Fin janvier se tenait le 8e forum international de la cybersécurité au Grand Palais de Lille. Récit d'une infiltration au cœur de la menace cybernétique et de sa riposte.
Ce jour-là, les alentours du palais des expositions ont des faux airs de salon de l'armement, où les képis et uniformes de hauts gradés côtoient les cravates sombres. On croise des délégations étrangères, des Mercedes aux vitres noires garées juste devant la grande entrée.
Certains ont eu l'immense privilège d'apercevoir Bernard Cazeneuve, Mariano Rajoy ou l'expert en sécurité et terrorisme Alain Bauer, alias « Gros Bobo »1. Nous, nous tombons sur quelques étudiants aux mines dépitées : « On est venus de Caen juste pour le salon. On pensait parler informatique, on se retrouve dans un salon de la défense ».

Contenu des données:
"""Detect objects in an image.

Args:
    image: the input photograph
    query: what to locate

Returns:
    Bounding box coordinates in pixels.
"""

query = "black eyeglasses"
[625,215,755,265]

Consigne: Traduisez en anglais cette phrase du texte de la page : « On croise des délégations étrangères, des Mercedes aux vitres noires garées juste devant la grande entrée. »

Réponse attendue: You come across foreign delegations, and Mercedes cars with blacked-out windows parked right in front of the main entrance.